Task to carry out
Can you give the stretch of the records from the line containing "line with a single point per instance." through the line containing "truck with a single point per instance." as a numbered list, leaving out any blank lines?

Records for this exercise

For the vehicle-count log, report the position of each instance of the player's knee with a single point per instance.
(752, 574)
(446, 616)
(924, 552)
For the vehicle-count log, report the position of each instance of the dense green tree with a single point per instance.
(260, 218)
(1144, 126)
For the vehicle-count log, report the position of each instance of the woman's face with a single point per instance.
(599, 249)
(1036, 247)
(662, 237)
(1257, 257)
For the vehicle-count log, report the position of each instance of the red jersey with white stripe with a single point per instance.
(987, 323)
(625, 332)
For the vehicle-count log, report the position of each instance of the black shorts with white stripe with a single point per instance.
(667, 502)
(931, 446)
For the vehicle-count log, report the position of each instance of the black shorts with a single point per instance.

==

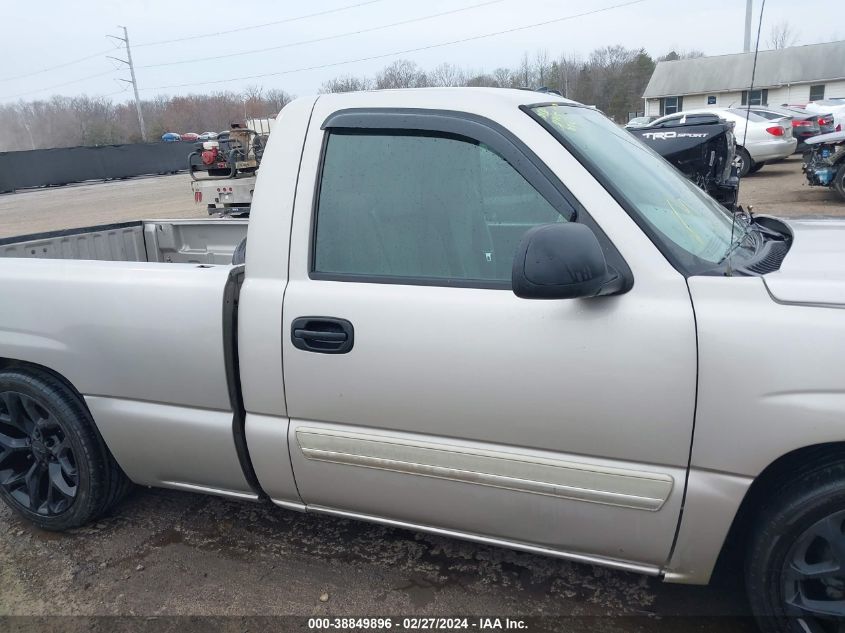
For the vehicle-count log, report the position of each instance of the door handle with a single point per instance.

==

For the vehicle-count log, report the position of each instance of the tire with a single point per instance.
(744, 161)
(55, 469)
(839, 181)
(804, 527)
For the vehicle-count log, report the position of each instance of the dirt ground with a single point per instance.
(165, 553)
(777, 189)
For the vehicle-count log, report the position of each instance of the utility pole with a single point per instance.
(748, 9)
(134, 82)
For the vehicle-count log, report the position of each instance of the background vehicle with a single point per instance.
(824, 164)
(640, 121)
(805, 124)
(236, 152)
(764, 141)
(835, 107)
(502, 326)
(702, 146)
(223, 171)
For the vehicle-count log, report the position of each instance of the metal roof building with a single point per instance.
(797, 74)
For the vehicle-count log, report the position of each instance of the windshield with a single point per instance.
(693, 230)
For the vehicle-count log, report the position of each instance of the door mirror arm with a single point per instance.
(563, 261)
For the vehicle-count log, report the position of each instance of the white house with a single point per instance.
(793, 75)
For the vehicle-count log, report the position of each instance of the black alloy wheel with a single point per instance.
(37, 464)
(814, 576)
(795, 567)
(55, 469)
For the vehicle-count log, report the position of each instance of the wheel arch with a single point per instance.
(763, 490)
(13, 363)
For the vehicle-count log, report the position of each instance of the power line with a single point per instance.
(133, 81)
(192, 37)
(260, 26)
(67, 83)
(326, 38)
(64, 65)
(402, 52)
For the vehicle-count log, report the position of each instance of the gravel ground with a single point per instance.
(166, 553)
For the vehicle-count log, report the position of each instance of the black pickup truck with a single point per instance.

Response for this exercise
1. For the vehicle-count log, report the position of each instance of the power line with a single point per instance.
2. (133, 81)
3. (192, 37)
4. (260, 26)
5. (67, 83)
6. (326, 38)
7. (64, 65)
8. (402, 52)
9. For the vehicle-count log, report the position of each instance of the gravel ground with a single point per instance.
10. (166, 553)
11. For the vehicle-count log, report the position of each instance of the black pickup truck with a single point per instance.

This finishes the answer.